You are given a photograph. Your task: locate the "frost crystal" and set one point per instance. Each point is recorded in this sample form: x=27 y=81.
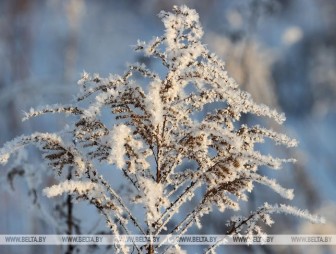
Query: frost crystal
x=165 y=140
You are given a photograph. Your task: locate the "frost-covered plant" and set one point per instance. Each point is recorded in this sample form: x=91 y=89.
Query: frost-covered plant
x=159 y=126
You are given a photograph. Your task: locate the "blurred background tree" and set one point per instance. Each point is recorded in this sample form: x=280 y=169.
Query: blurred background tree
x=281 y=51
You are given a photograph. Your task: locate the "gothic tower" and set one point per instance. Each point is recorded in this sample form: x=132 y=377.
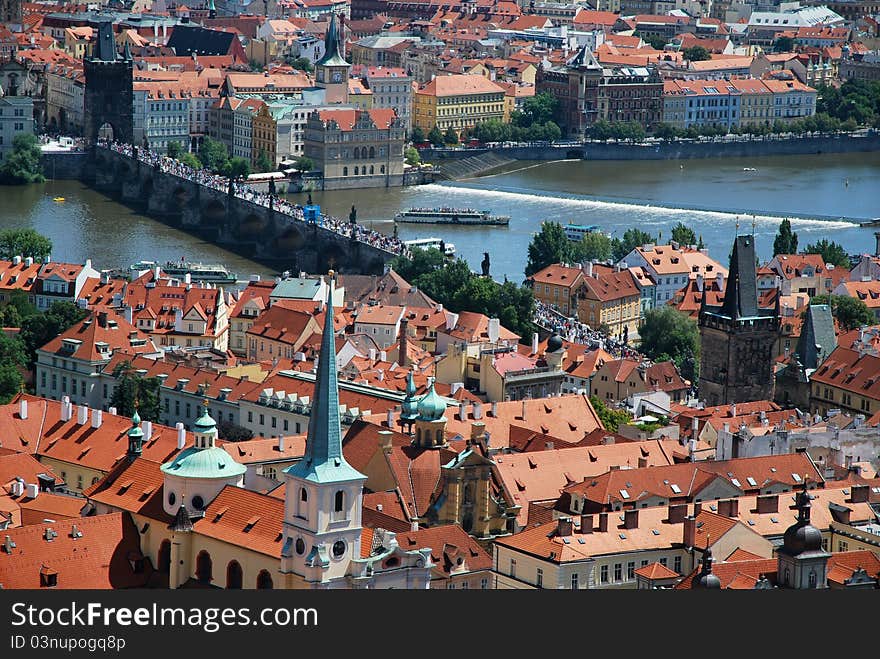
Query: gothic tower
x=331 y=71
x=109 y=97
x=737 y=338
x=323 y=494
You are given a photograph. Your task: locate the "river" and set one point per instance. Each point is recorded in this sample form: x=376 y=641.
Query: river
x=823 y=195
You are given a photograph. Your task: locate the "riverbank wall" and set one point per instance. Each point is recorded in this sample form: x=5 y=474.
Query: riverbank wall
x=676 y=150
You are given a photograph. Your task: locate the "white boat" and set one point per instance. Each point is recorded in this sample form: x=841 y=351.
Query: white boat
x=448 y=249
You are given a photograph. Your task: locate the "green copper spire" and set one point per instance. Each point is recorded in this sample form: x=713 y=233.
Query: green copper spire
x=323 y=461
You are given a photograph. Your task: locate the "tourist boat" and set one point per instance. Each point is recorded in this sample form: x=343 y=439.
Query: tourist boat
x=446 y=215
x=206 y=272
x=427 y=243
x=575 y=232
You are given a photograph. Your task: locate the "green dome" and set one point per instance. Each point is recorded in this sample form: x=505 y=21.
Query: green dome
x=203 y=463
x=431 y=406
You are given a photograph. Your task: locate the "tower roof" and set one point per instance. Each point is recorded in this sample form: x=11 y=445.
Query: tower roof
x=323 y=461
x=331 y=46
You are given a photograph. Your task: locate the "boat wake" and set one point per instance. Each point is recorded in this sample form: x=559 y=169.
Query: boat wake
x=660 y=212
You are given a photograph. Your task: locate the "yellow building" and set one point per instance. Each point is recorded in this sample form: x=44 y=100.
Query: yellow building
x=458 y=102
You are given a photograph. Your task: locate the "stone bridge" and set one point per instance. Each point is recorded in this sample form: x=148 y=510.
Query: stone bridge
x=242 y=226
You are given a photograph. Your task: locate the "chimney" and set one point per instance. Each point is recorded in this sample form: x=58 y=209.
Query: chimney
x=729 y=508
x=859 y=493
x=631 y=519
x=181 y=435
x=768 y=503
x=677 y=513
x=564 y=527
x=689 y=532
x=586 y=523
x=385 y=440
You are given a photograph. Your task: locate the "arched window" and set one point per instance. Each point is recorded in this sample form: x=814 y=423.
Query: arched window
x=264 y=580
x=165 y=556
x=204 y=568
x=234 y=576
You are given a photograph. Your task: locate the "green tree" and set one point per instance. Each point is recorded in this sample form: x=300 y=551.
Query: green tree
x=24 y=243
x=264 y=163
x=669 y=334
x=213 y=154
x=786 y=240
x=696 y=54
x=22 y=166
x=549 y=245
x=450 y=136
x=304 y=164
x=595 y=245
x=10 y=382
x=173 y=150
x=435 y=137
x=237 y=168
x=783 y=45
x=683 y=234
x=631 y=239
x=610 y=418
x=850 y=312
x=190 y=160
x=831 y=252
x=131 y=389
x=412 y=156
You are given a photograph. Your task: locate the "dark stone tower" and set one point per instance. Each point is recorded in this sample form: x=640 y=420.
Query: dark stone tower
x=109 y=98
x=736 y=338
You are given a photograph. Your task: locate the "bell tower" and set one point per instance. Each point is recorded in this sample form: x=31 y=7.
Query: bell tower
x=331 y=71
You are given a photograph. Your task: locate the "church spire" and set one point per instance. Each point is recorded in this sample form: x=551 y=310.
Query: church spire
x=323 y=460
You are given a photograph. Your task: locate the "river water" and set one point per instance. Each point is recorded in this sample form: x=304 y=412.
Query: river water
x=823 y=195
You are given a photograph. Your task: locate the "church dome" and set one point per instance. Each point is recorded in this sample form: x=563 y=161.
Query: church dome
x=431 y=406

____

● EXERCISE
Convert the entries between the lines containing "form: x=551 y=310." and "x=323 y=460", inclusive, into a two-column CSV with the headers entry_text and answer. Give one row per entry, with each value in a single quoted field and line breaks replaced by spaces.

● RESPONSE FOR THIS EXERCISE
entry_text,answer
"You are given a photograph. Your task: locate the ""church spire"" and set one point per instance. Each point is recorded in this sample form: x=551 y=310. Query: church spire","x=323 y=460"